*** Opening of SOURCE RECORDS ***

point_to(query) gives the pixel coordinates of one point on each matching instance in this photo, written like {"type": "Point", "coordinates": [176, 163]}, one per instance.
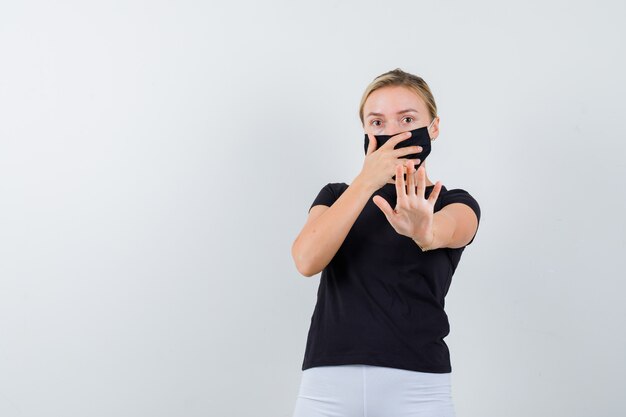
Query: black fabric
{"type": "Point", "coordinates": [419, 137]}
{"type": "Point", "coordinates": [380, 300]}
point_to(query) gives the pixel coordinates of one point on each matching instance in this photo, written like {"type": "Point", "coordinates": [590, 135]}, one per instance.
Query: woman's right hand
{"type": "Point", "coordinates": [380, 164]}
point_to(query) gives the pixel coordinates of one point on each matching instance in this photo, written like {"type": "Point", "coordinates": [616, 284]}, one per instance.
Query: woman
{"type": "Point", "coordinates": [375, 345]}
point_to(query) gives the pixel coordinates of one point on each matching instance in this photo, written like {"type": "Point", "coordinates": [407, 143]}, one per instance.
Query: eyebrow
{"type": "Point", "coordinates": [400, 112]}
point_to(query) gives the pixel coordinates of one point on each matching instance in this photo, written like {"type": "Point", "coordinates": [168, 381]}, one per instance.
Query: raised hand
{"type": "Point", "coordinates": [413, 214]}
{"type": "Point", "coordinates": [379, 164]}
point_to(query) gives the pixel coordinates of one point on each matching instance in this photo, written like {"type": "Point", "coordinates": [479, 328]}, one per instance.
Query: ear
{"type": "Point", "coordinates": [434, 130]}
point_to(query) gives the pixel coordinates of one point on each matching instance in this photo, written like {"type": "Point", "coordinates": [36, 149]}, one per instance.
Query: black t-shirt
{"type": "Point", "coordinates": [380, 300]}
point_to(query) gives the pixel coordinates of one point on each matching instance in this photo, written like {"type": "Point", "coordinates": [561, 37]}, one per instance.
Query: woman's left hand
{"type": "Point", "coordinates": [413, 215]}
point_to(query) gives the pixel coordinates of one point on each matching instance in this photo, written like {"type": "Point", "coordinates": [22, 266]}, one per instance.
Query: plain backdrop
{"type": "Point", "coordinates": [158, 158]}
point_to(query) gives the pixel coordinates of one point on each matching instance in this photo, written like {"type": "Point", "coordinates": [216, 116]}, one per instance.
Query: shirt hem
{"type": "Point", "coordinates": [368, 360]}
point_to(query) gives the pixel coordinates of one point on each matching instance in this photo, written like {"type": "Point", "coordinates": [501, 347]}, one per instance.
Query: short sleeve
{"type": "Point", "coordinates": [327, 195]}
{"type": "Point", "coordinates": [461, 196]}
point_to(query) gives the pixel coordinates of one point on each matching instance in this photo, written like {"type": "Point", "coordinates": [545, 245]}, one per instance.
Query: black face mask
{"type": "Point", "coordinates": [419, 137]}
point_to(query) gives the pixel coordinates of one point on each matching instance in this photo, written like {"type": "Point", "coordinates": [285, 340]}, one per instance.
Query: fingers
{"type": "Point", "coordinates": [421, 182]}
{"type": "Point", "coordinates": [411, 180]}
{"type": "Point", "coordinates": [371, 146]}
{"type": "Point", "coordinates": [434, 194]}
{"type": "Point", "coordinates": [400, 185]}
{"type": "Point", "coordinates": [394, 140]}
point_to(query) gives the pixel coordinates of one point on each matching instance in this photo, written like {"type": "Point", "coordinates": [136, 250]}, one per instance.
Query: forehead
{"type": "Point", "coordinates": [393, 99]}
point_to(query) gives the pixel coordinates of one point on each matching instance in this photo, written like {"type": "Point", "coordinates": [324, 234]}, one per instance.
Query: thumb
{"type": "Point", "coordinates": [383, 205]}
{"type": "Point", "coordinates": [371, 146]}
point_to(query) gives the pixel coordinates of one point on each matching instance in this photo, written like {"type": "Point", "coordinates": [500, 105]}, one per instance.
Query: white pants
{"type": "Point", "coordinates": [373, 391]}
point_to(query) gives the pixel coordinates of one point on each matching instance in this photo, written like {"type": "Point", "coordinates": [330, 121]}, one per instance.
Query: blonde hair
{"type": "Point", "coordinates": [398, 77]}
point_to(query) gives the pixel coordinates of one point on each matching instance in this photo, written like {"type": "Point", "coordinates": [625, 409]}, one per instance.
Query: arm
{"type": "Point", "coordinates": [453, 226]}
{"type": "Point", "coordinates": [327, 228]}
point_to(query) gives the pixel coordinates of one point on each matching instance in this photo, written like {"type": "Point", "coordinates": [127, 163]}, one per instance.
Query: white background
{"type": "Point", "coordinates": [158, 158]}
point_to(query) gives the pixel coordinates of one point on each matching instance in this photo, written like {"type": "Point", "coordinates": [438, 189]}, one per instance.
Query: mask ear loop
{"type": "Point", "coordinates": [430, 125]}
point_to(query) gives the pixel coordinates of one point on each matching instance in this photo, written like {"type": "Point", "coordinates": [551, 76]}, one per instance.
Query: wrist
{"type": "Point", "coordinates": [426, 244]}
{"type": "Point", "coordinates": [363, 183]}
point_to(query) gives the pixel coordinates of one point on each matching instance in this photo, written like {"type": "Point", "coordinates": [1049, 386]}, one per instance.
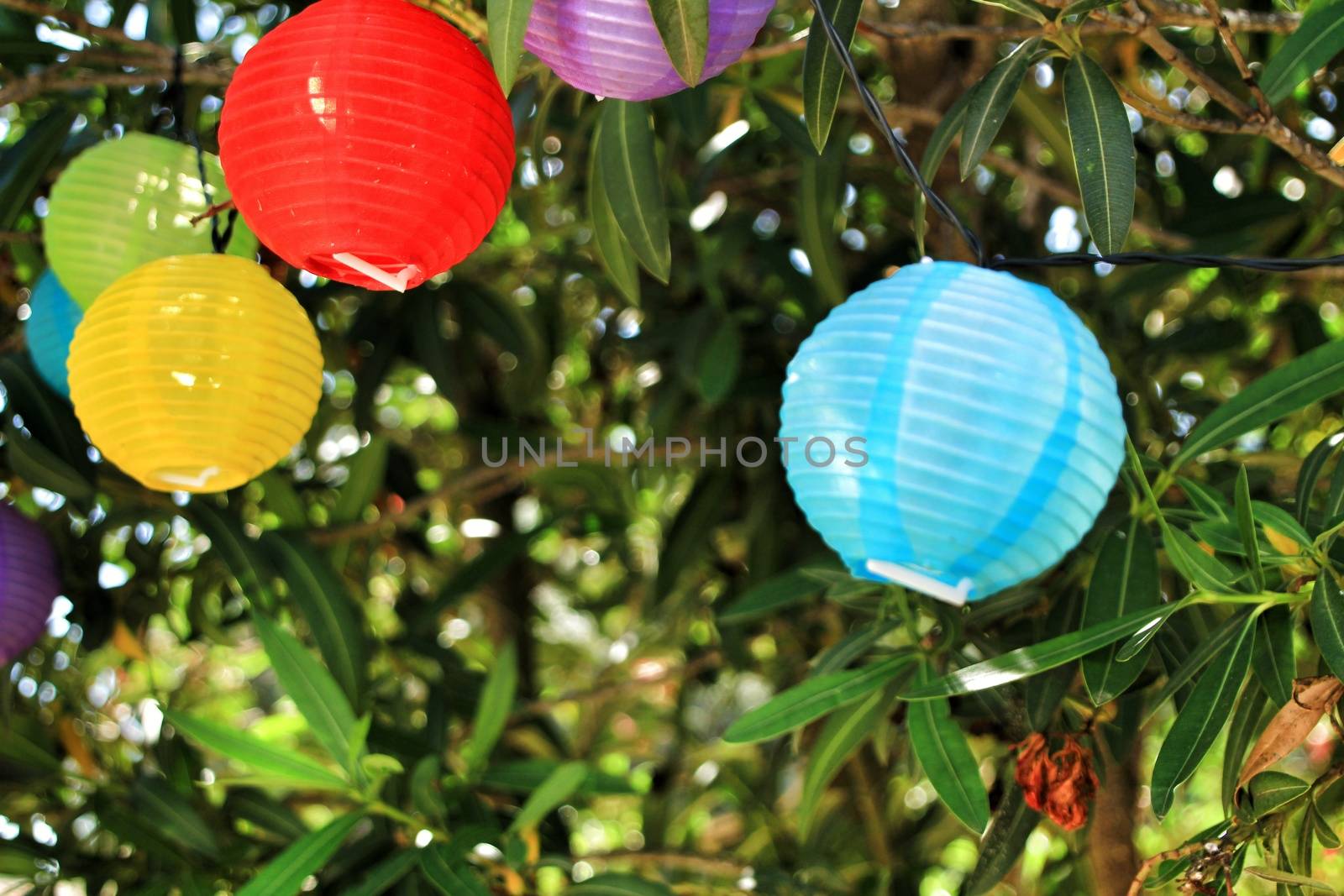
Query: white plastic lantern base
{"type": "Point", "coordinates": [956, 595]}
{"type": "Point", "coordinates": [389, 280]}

*** Close of SOURCE RECORDS ***

▸ WHAT IS BEING ASKED: A word-for-word copy of the lines from the one with "Query: wrist" through the last line of the data above is required, with both end lines included and no pictures.

▸ EXPECTED OUTPUT:
Query: wrist
{"type": "Point", "coordinates": [426, 244]}
{"type": "Point", "coordinates": [363, 183]}
point_to(query) gives the pixel coordinates of one point on each matching instance in this photo, written like {"type": "Point", "coordinates": [1049, 386]}, one per instance.
Query: white plastic lantern base
{"type": "Point", "coordinates": [956, 595]}
{"type": "Point", "coordinates": [389, 280]}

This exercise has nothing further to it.